» **Required work**
Extend the passage about the smoldering tree in the Swiss valley, picking up after its final sentence.

A thin cloud of smoke was hovering over a
certain spot on the opposite side of the little
Swiss valley. Day after day it had been hanging
there, without increasing or diminishing. At
last I asked what it was. "Oh, it is a tree,"
they answered. "A wood-cutter lit his fire under
it a week ago to cook his dinner, and it has
been smoldering ever since." "But it will
spread, will it not?" "No, there is no flame, so
it cannot spread," was the answer.
It was damp with mists around it and with the
sap within it, so it smouldered on and nothing
happened. When we left a few days later, it was
still smouldering. "There is no flame, so it
cannot spread." The words have often rung in my
ears ever since.
May God send them on to ring in other ears too!
For if the hearts in England, where God's Fire
smoulders now were lit up into a flame, the glow
would be felt around this poor, dark, cold world
before long. It is such a cold, dark world to
the God who "so loved" it, that nothing but love
will meet His longing! The false religious
systems at their best are frozen still with
formalism and slavish fears. They are chilled
through and through with meaningless ceremonies
and silly superstitions, and a dull morality
with no power to make it workable...

(Point localization data)
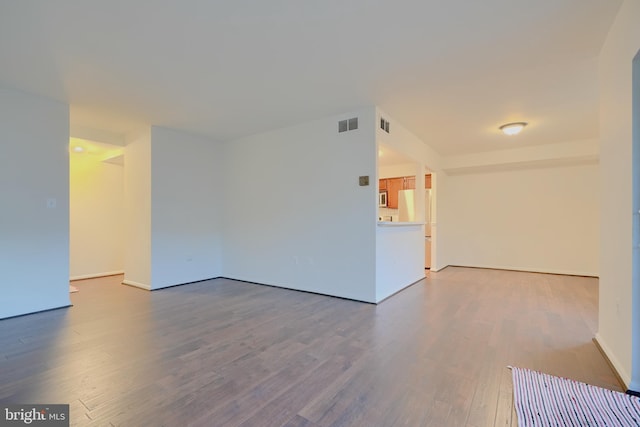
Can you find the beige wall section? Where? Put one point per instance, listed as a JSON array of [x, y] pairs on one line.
[[96, 216], [615, 310], [34, 219], [186, 208], [542, 219], [137, 211]]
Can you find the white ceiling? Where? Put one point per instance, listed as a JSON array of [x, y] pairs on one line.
[[450, 71]]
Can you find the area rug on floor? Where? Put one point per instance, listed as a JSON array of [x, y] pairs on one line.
[[545, 400]]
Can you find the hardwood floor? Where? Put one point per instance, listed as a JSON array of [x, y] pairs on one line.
[[225, 353]]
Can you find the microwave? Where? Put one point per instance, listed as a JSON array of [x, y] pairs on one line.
[[382, 199]]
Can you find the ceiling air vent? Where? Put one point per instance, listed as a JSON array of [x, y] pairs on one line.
[[347, 125]]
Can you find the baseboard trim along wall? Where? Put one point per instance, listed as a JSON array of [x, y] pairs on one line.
[[622, 376], [95, 275], [136, 285]]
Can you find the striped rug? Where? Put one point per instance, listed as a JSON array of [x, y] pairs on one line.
[[545, 400]]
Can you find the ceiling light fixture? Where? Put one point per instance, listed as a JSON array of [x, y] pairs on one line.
[[512, 128]]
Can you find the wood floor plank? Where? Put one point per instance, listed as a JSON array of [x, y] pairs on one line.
[[230, 353]]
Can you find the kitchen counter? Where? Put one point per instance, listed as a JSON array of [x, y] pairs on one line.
[[398, 224]]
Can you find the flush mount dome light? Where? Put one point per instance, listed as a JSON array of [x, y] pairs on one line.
[[512, 128]]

» **Output for this exercise**
Oh, the hugeness of the need - what can touch
it? These days of ours are slipping between our
fingers as it were, and their chances will soon
be over forever. The months that we still have
to live, even the youngest of us - how fast they
go by! What does Christ feel about the priceless
months that pass, like with our Swiss tree,
where nothing happens around the spot where we
stand? Nothing happens - is it so? There is no
flame so it cannot spread. Oh, the smouldering
lives and their possibilities! More sorrowful in
one way than the unlit souls around; for of all
the sad words of the tongue or pen, the saddest
are these - "it might have been."
First - It is not a question of doing more, but
of being more. If that Swiss tree had
given itself for just a few more moments to the
fire that was kindled in it, the outward results
would have been very different. A flame must
spread, but the tree would not let itself go.
The strong sap within it fought out the battle;
the tree held itself carefully back, and it
saved its life. The autumn storms were coming
on, and I daresay that the tree is safe and
stands to this day.
The autumn storms are coming on the world too,
and the chances of spreading a fire round us are
dwindling day by day. If we will save our lives
for ourselves, save our money to spend on our
own pleasures, save our time for our own
interests and pursuits, save our homes from the
sorrow of a parting - well, if we will, we must.
But remember, "He that saves his life shall lose
it" and all that saving will be proven to be as
a deadly loss when Christ comes.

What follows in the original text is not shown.